Exercise prompt >>
Each entry in this listing needs to be written out again, word for word.
▶
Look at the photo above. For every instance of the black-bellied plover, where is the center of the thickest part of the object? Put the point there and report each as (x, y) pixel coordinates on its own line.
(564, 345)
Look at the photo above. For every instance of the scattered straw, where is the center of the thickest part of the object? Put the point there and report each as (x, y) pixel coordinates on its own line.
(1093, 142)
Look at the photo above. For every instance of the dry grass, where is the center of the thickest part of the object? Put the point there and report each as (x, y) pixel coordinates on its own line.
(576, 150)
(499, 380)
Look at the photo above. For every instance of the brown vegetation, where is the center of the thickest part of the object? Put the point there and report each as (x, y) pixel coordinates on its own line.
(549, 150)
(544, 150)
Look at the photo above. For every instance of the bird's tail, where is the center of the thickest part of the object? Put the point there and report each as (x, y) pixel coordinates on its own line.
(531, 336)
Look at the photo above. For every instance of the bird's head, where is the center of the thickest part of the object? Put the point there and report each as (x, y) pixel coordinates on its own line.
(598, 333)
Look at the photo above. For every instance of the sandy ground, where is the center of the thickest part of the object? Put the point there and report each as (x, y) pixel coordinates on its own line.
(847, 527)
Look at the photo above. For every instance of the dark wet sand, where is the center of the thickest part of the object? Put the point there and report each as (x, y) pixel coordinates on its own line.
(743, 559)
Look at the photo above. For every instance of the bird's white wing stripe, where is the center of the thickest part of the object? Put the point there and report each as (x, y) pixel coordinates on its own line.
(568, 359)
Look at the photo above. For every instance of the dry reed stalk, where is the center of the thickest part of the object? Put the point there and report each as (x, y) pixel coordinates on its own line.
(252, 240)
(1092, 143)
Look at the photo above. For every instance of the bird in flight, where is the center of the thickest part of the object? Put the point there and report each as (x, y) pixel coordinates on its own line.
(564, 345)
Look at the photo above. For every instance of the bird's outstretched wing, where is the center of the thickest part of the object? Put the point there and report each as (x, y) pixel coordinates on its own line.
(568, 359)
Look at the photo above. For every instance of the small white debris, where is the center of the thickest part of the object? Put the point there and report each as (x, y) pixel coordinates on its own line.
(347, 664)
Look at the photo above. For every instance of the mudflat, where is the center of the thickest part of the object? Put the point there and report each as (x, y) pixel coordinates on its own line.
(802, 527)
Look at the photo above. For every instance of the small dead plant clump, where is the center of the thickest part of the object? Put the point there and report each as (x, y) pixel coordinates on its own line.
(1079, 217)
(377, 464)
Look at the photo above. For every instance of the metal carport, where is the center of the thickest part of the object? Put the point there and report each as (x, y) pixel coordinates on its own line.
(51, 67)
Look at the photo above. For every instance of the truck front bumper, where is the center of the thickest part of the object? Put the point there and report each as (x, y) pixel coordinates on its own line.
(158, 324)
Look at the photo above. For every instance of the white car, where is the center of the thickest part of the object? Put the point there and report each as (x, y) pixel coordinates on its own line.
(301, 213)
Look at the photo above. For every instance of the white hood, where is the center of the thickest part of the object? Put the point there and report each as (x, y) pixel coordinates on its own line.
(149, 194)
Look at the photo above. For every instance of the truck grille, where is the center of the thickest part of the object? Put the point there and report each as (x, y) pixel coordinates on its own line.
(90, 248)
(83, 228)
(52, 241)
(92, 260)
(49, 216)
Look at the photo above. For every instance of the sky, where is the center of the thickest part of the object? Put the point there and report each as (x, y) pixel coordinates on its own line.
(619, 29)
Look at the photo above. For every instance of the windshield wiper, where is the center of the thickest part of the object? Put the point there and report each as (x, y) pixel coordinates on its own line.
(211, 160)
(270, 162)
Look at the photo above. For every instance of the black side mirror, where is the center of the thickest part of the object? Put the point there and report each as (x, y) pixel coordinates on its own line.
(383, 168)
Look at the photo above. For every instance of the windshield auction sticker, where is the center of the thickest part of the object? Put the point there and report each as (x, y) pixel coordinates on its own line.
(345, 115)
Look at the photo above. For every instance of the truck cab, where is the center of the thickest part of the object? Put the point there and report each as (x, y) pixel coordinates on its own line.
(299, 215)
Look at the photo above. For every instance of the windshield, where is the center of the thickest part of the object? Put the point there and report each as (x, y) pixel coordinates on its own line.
◀
Result of the task >>
Look at the photo above. For every instance of the black-bellied plover, where is the center of the thickest part of the object? Put the point there and report each as (x, y) pixel coordinates on its own line.
(564, 345)
Look at the photo above. For every instance of the scattered straw, where is the center of the thickest part of the object? Put the point there and report each as (x, y) pixel coordinates on its own line.
(1093, 142)
Look at the photo above. For every instance of the dry grass, where is the center of the thickest part of the object? Put the point there and report each as (x, y) pixel coordinates on its own line.
(576, 150)
(499, 380)
Look at the photo above. For every instance of the brown vegetation, where is the center of the thickest part of the object? Put the point there and report each as (x, y) pixel coordinates on its own line.
(549, 150)
(544, 150)
Look at the photo above. For every instance of the bird's tail, where is the center of the thickest part of the object? Put the point there and report each as (x, y) pixel coordinates on its own line.
(531, 336)
Look at the photo above. For every instance of the bird's head, where is the center of the thickest part of the object? Put the point there and report each as (x, y) pixel coordinates on its own line.
(598, 333)
Look at the photo above. For every instance of the sandy ground, where is the center of the thickest part of the object? Put the point there and report each as (x, y) pixel coordinates on its own line.
(847, 527)
Look at the photo above. For every instance of the dark wet sand, where is the center of the thickest part of the object? Put the point there and report each as (x, y) pixel coordinates on its own line.
(743, 559)
Look at the photo above. For every instance of the bird's white wing stripe, where is the center of the thickest part of the object? Put the point there and report each as (x, y) pixel coordinates on its own line.
(568, 359)
Look at the photo above. For every instance of the dry reed stalk, where is the center of the thickest part of the object? Put the point there and report each as (x, y) pixel coordinates on its own line.
(252, 240)
(1092, 143)
Look at the photo above. For every instance of the bird in flight, where is the center of the thickest part of the object? Put the point there and report each as (x, y) pixel coordinates on its own line.
(564, 345)
Look at the photo above. For every instance of the bird's outstretched wing, where is the center of the thickest part of the object? Put the point there and report each as (x, y) pixel coordinates on its own line.
(568, 359)
Look at the photo above. For every instance of the small white debris, where is the center of the thickest part of the object? Put the point there and report each as (x, y) pixel coordinates on its own line.
(347, 664)
Look at the photo above. For every instance of the mudflat, where is the center of the thickest part of the object? Put the point there and report each as (x, y) pixel coordinates on its own line.
(802, 527)
Look at the photo above. For every instance of the small dead plant clump, where is the center of the thickest part of the object? Put the point there and report each as (x, y) pixel coordinates on its own line.
(1079, 217)
(377, 464)
Look at the photo above. For every instance of the metal carport, where is the center of the thickest part of the object? Put the point there and report each as (x, y) pixel coordinates on its own line.
(51, 67)
Look at the photo above. For every instance of the truck front bumper, where is the center of the thickest part of the object? Put the point there and report each as (x, y) pixel coordinates on its own line.
(158, 324)
Look at the photo above. For every instance of the white car, where is the center of the thickest part of the object? Put the point there and report each as (x, y) pixel coordinates on its own line.
(301, 213)
Look at the photo above. For every instance of the white hood, where is the center of the thickest part of the object? Put the point there and report each as (x, y) pixel coordinates on its own line.
(149, 194)
Look at the photo above. For every instance of the truck grille, where is the center of the thickest part of the object? Put the point there and report each as (x, y) pixel coordinates on its own line.
(90, 248)
(83, 228)
(52, 241)
(92, 260)
(49, 216)
Look at the photo above. For every instance of the sky, where is the center of the thickest part of the object? Put the point there and report each as (x, y) pixel coordinates on its own line.
(619, 29)
Look at the photo above. For every instance of the windshield wiper, where is the center of the thickest part of the object? Put the point there and report each as (x, y) pixel coordinates on its own line.
(211, 160)
(270, 162)
Look at the photo above. For every instance of the black side mirror, where is the center of the thickest part of the object? Put the point there and report each as (x, y) pixel coordinates on its own line.
(383, 168)
Look at the photo above. For every instance of the windshield auction sticker, where is the center of the thickest part of the object? Put the point there and report each as (x, y) pixel coordinates on its own line.
(345, 115)
Look at the photo above. For every instance of the truck cab, where is the center of the thickest part of the object? Put the point there and report each as (x, y) pixel coordinates on its own line.
(299, 215)
Look at the photo above. For every instance of the windshield, where is the center of the thickest part of the object? Put the point there and report each as (x, y) pixel coordinates on its own line.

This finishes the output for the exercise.